The response consists of the lines from the start of the material below through the line holding "Return one point per instance of the cloud", repeated word for word and without pictures.
─── PROVIDED INFORMATION ───
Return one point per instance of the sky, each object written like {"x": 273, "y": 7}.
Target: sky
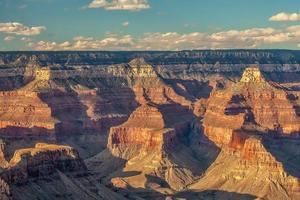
{"x": 54, "y": 25}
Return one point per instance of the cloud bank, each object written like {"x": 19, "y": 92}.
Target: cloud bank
{"x": 20, "y": 29}
{"x": 131, "y": 5}
{"x": 283, "y": 16}
{"x": 249, "y": 38}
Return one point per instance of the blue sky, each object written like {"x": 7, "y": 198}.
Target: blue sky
{"x": 148, "y": 24}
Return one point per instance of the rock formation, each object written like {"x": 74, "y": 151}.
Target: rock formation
{"x": 170, "y": 124}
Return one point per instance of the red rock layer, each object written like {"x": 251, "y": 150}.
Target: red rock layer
{"x": 24, "y": 110}
{"x": 42, "y": 160}
{"x": 150, "y": 127}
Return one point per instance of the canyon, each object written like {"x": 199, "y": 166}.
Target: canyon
{"x": 218, "y": 124}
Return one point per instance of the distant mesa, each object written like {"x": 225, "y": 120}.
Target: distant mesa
{"x": 252, "y": 74}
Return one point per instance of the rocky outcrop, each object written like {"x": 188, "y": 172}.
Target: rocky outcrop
{"x": 40, "y": 161}
{"x": 252, "y": 103}
{"x": 149, "y": 127}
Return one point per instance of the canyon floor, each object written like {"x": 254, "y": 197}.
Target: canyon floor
{"x": 150, "y": 125}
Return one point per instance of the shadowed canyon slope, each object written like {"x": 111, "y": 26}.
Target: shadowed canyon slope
{"x": 150, "y": 125}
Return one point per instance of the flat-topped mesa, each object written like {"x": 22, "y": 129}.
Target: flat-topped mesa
{"x": 136, "y": 68}
{"x": 252, "y": 74}
{"x": 42, "y": 160}
{"x": 140, "y": 68}
{"x": 42, "y": 74}
{"x": 251, "y": 103}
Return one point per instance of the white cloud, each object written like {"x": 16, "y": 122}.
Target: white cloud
{"x": 111, "y": 42}
{"x": 20, "y": 29}
{"x": 125, "y": 24}
{"x": 132, "y": 5}
{"x": 249, "y": 38}
{"x": 25, "y": 39}
{"x": 8, "y": 38}
{"x": 283, "y": 16}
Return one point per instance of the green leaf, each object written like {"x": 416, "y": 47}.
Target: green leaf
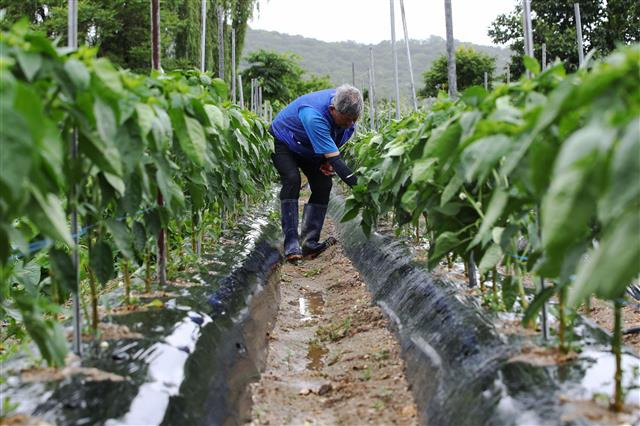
{"x": 108, "y": 74}
{"x": 611, "y": 267}
{"x": 452, "y": 189}
{"x": 48, "y": 335}
{"x": 216, "y": 117}
{"x": 116, "y": 183}
{"x": 139, "y": 236}
{"x": 491, "y": 258}
{"x": 121, "y": 236}
{"x": 509, "y": 286}
{"x": 423, "y": 169}
{"x": 496, "y": 206}
{"x": 220, "y": 87}
{"x": 105, "y": 120}
{"x": 48, "y": 215}
{"x": 537, "y": 303}
{"x": 531, "y": 64}
{"x": 446, "y": 242}
{"x": 624, "y": 180}
{"x": 479, "y": 158}
{"x": 63, "y": 270}
{"x": 78, "y": 73}
{"x": 30, "y": 63}
{"x": 101, "y": 261}
{"x": 146, "y": 117}
{"x": 28, "y": 275}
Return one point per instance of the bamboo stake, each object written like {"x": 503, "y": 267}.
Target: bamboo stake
{"x": 576, "y": 7}
{"x": 241, "y": 91}
{"x": 75, "y": 296}
{"x": 233, "y": 65}
{"x": 395, "y": 59}
{"x": 451, "y": 56}
{"x": 373, "y": 86}
{"x": 406, "y": 42}
{"x": 155, "y": 63}
{"x": 372, "y": 121}
{"x": 221, "y": 42}
{"x": 203, "y": 33}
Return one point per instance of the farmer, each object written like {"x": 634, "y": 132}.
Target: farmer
{"x": 308, "y": 134}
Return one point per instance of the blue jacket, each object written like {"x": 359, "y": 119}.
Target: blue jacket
{"x": 288, "y": 127}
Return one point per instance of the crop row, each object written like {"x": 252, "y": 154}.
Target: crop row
{"x": 153, "y": 152}
{"x": 538, "y": 177}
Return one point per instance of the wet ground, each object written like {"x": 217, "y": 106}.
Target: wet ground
{"x": 332, "y": 359}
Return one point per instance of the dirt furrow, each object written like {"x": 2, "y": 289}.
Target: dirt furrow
{"x": 332, "y": 359}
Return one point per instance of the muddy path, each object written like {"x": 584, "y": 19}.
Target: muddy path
{"x": 332, "y": 359}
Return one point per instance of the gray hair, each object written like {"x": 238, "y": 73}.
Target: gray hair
{"x": 348, "y": 101}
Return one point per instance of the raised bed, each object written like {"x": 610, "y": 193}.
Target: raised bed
{"x": 189, "y": 362}
{"x": 462, "y": 370}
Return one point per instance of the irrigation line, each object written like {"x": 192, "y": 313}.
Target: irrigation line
{"x": 451, "y": 54}
{"x": 203, "y": 32}
{"x": 394, "y": 52}
{"x": 77, "y": 327}
{"x": 221, "y": 42}
{"x": 406, "y": 41}
{"x": 576, "y": 7}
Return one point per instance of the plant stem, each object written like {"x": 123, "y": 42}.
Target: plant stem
{"x": 127, "y": 281}
{"x": 562, "y": 327}
{"x": 94, "y": 302}
{"x": 616, "y": 348}
{"x": 147, "y": 274}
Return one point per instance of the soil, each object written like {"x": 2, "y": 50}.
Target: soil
{"x": 332, "y": 358}
{"x": 602, "y": 313}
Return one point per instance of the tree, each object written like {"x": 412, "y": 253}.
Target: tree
{"x": 470, "y": 69}
{"x": 281, "y": 77}
{"x": 604, "y": 23}
{"x": 121, "y": 28}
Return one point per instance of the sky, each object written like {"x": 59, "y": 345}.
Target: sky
{"x": 369, "y": 22}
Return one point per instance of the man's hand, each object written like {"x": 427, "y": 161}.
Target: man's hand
{"x": 327, "y": 169}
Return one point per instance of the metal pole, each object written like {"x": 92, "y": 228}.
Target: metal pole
{"x": 155, "y": 64}
{"x": 545, "y": 322}
{"x": 252, "y": 98}
{"x": 528, "y": 37}
{"x": 233, "y": 65}
{"x": 576, "y": 7}
{"x": 395, "y": 59}
{"x": 155, "y": 34}
{"x": 372, "y": 121}
{"x": 451, "y": 55}
{"x": 241, "y": 91}
{"x": 530, "y": 27}
{"x": 220, "y": 42}
{"x": 406, "y": 41}
{"x": 72, "y": 42}
{"x": 203, "y": 35}
{"x": 372, "y": 93}
{"x": 353, "y": 74}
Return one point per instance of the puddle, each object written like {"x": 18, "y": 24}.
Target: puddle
{"x": 315, "y": 355}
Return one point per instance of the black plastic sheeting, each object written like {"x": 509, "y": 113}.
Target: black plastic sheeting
{"x": 456, "y": 361}
{"x": 197, "y": 355}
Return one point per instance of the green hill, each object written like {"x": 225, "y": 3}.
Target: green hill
{"x": 334, "y": 59}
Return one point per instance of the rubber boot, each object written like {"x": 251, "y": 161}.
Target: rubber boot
{"x": 312, "y": 222}
{"x": 289, "y": 220}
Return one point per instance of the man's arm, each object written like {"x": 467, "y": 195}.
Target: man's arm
{"x": 318, "y": 131}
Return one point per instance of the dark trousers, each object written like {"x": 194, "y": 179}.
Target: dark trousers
{"x": 289, "y": 164}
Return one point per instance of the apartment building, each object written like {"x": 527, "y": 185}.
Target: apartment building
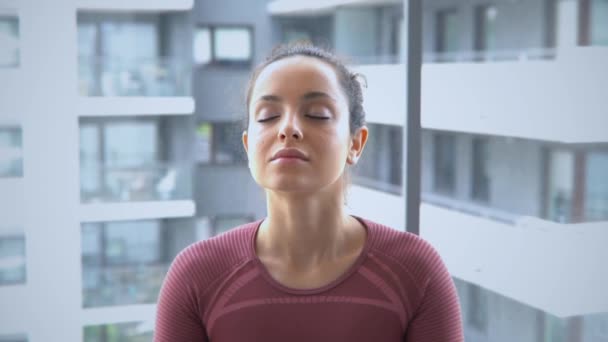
{"x": 514, "y": 147}
{"x": 100, "y": 134}
{"x": 96, "y": 165}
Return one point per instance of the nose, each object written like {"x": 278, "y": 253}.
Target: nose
{"x": 290, "y": 129}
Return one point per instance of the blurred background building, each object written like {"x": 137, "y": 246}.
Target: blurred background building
{"x": 120, "y": 144}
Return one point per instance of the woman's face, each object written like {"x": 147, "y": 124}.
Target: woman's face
{"x": 297, "y": 104}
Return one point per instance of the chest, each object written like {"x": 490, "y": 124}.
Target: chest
{"x": 310, "y": 319}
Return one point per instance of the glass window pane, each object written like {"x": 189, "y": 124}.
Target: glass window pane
{"x": 599, "y": 22}
{"x": 480, "y": 175}
{"x": 12, "y": 259}
{"x": 561, "y": 186}
{"x": 596, "y": 187}
{"x": 122, "y": 160}
{"x": 232, "y": 44}
{"x": 9, "y": 40}
{"x": 227, "y": 146}
{"x": 202, "y": 46}
{"x": 11, "y": 153}
{"x": 447, "y": 31}
{"x": 125, "y": 262}
{"x": 132, "y": 332}
{"x": 445, "y": 163}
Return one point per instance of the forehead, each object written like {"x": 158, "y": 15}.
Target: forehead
{"x": 297, "y": 75}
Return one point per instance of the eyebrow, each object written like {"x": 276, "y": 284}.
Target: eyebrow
{"x": 306, "y": 97}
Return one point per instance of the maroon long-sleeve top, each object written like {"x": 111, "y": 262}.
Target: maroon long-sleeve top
{"x": 398, "y": 289}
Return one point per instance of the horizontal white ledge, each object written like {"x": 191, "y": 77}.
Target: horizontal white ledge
{"x": 135, "y": 5}
{"x": 562, "y": 100}
{"x": 104, "y": 212}
{"x": 12, "y": 205}
{"x": 130, "y": 106}
{"x": 557, "y": 268}
{"x": 119, "y": 314}
{"x": 314, "y": 7}
{"x": 13, "y": 310}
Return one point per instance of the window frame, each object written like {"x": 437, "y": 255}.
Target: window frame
{"x": 214, "y": 60}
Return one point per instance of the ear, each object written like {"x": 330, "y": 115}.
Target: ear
{"x": 357, "y": 143}
{"x": 245, "y": 142}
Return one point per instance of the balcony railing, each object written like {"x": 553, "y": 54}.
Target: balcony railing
{"x": 105, "y": 76}
{"x": 122, "y": 284}
{"x": 156, "y": 182}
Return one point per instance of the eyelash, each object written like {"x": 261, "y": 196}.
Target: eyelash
{"x": 310, "y": 116}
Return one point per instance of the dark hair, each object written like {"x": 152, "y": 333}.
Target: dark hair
{"x": 349, "y": 81}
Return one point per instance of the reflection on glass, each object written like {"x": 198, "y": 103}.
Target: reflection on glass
{"x": 120, "y": 160}
{"x": 232, "y": 44}
{"x": 11, "y": 154}
{"x": 132, "y": 332}
{"x": 125, "y": 262}
{"x": 9, "y": 40}
{"x": 12, "y": 260}
{"x": 122, "y": 58}
{"x": 380, "y": 165}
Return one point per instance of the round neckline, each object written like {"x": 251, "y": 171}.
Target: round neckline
{"x": 352, "y": 269}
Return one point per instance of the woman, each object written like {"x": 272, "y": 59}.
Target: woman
{"x": 308, "y": 271}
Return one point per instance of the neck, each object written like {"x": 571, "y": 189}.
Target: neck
{"x": 306, "y": 230}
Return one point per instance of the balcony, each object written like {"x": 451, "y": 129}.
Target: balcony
{"x": 111, "y": 193}
{"x": 514, "y": 99}
{"x": 135, "y": 183}
{"x": 317, "y": 7}
{"x": 505, "y": 257}
{"x": 114, "y": 87}
{"x": 135, "y": 5}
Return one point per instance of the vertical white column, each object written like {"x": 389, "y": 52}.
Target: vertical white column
{"x": 567, "y": 24}
{"x": 51, "y": 187}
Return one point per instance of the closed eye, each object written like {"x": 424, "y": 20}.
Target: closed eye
{"x": 315, "y": 117}
{"x": 268, "y": 119}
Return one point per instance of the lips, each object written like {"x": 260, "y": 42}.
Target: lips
{"x": 289, "y": 153}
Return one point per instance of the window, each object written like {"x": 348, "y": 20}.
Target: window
{"x": 122, "y": 160}
{"x": 9, "y": 40}
{"x": 561, "y": 186}
{"x": 11, "y": 154}
{"x": 380, "y": 164}
{"x": 444, "y": 173}
{"x": 120, "y": 55}
{"x": 447, "y": 34}
{"x": 137, "y": 331}
{"x": 596, "y": 186}
{"x": 124, "y": 262}
{"x": 480, "y": 177}
{"x": 219, "y": 143}
{"x": 477, "y": 309}
{"x": 485, "y": 28}
{"x": 12, "y": 259}
{"x": 599, "y": 22}
{"x": 223, "y": 45}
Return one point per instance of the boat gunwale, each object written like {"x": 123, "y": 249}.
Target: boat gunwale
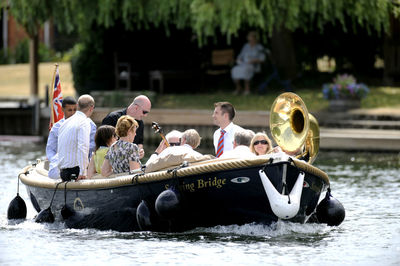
{"x": 28, "y": 178}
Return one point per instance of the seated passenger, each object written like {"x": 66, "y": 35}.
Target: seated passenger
{"x": 123, "y": 155}
{"x": 175, "y": 155}
{"x": 173, "y": 138}
{"x": 104, "y": 138}
{"x": 241, "y": 143}
{"x": 260, "y": 144}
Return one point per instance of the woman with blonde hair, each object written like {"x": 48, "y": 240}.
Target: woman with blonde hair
{"x": 260, "y": 144}
{"x": 123, "y": 155}
{"x": 104, "y": 138}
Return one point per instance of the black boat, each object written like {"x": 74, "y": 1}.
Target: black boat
{"x": 213, "y": 192}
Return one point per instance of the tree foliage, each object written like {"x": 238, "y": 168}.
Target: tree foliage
{"x": 207, "y": 17}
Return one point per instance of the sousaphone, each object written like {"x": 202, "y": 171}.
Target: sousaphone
{"x": 293, "y": 128}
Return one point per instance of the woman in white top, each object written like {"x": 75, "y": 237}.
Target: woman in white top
{"x": 248, "y": 62}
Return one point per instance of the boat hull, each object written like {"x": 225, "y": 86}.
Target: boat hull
{"x": 208, "y": 198}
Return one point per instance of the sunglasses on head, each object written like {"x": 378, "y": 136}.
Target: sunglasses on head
{"x": 263, "y": 142}
{"x": 174, "y": 144}
{"x": 143, "y": 111}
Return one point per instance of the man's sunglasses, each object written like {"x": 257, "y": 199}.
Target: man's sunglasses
{"x": 263, "y": 142}
{"x": 174, "y": 144}
{"x": 143, "y": 111}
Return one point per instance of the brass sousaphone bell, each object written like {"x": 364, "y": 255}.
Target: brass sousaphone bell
{"x": 293, "y": 128}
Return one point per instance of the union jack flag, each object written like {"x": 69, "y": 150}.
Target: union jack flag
{"x": 56, "y": 101}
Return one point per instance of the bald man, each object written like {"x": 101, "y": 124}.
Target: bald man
{"x": 74, "y": 141}
{"x": 138, "y": 109}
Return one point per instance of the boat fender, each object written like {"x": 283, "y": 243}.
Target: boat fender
{"x": 34, "y": 202}
{"x": 16, "y": 208}
{"x": 143, "y": 216}
{"x": 45, "y": 216}
{"x": 330, "y": 210}
{"x": 283, "y": 206}
{"x": 167, "y": 204}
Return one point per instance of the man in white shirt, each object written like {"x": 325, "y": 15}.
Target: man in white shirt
{"x": 223, "y": 115}
{"x": 69, "y": 108}
{"x": 241, "y": 146}
{"x": 74, "y": 141}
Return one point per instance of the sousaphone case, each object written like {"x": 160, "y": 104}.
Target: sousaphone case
{"x": 293, "y": 128}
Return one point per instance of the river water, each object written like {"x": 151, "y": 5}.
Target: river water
{"x": 368, "y": 185}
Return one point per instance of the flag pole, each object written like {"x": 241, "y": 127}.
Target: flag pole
{"x": 51, "y": 95}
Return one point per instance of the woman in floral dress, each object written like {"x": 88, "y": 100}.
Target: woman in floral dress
{"x": 123, "y": 155}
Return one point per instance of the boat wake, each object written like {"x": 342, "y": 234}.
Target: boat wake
{"x": 279, "y": 229}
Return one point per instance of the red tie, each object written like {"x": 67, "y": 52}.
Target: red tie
{"x": 220, "y": 147}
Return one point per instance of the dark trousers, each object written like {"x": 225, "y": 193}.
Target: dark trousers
{"x": 68, "y": 174}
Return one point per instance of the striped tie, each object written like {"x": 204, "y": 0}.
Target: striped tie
{"x": 220, "y": 148}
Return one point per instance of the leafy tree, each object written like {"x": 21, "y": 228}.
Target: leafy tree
{"x": 275, "y": 18}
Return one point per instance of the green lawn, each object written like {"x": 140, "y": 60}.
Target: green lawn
{"x": 14, "y": 82}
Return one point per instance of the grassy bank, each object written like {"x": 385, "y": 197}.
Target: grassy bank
{"x": 377, "y": 98}
{"x": 14, "y": 82}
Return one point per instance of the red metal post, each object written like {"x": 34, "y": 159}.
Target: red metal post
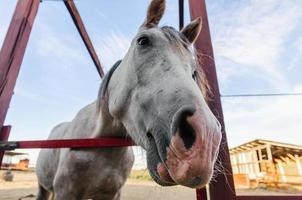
{"x": 223, "y": 186}
{"x": 12, "y": 52}
{"x": 4, "y": 134}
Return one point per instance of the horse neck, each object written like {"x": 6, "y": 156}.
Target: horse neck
{"x": 105, "y": 125}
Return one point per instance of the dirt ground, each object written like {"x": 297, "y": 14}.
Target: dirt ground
{"x": 25, "y": 183}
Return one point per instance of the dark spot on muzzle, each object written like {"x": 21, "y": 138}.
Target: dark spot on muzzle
{"x": 183, "y": 127}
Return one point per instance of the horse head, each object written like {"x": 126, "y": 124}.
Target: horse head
{"x": 155, "y": 95}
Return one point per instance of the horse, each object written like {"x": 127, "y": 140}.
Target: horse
{"x": 157, "y": 96}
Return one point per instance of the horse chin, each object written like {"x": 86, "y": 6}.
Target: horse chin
{"x": 153, "y": 163}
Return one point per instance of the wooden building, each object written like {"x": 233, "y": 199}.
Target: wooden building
{"x": 15, "y": 161}
{"x": 266, "y": 162}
───
ANSWER BOX:
Return one point per instance of the sky, each object written like {"x": 273, "y": 7}.
Target: sky
{"x": 54, "y": 25}
Return one point per instance of the cloud bank, each object written like {"x": 19, "y": 92}.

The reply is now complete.